◆ TASK REQUIREMENTS:
Find the string "below" in the records. Copy each line that has it.

◆ DATASET:

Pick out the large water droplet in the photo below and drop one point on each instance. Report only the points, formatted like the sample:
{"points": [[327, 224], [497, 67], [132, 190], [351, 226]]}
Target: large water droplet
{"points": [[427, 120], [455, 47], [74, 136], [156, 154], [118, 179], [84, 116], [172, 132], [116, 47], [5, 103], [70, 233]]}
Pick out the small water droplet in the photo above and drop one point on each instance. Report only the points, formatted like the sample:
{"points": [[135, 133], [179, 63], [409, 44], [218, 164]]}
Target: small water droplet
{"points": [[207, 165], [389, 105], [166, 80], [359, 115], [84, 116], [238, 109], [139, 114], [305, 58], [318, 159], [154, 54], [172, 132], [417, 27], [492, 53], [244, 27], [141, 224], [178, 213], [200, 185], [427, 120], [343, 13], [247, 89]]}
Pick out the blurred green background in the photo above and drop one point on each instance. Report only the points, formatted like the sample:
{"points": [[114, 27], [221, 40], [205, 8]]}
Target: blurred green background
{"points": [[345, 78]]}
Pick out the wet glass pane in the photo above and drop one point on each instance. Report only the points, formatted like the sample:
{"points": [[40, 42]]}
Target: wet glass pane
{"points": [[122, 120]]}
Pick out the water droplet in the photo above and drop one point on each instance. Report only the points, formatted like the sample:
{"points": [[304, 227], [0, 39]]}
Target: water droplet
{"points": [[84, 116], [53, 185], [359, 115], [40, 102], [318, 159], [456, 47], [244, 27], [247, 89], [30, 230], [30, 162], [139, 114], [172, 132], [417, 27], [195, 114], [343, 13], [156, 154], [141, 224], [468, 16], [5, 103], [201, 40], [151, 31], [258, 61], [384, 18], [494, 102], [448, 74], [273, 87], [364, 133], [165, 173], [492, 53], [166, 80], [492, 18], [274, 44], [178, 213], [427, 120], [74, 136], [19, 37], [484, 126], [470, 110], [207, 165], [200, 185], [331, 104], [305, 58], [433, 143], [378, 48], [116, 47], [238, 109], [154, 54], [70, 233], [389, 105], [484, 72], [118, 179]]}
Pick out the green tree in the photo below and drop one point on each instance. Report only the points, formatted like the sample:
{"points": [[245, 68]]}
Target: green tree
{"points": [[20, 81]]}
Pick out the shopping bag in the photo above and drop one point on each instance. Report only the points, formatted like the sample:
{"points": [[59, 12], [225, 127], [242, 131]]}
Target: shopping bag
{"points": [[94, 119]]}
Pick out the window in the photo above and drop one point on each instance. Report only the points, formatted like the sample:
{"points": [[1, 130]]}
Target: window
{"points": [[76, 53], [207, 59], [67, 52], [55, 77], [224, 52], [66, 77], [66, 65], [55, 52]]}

◆ EXERCISE SOLUTION:
Pick out the large water droplet in the photo below and drop one point on each instance. Report only the points, formatted like the sample:
Pick out the green tree in the photo below and drop one point on each instance. Report only the points, formatted like the sample:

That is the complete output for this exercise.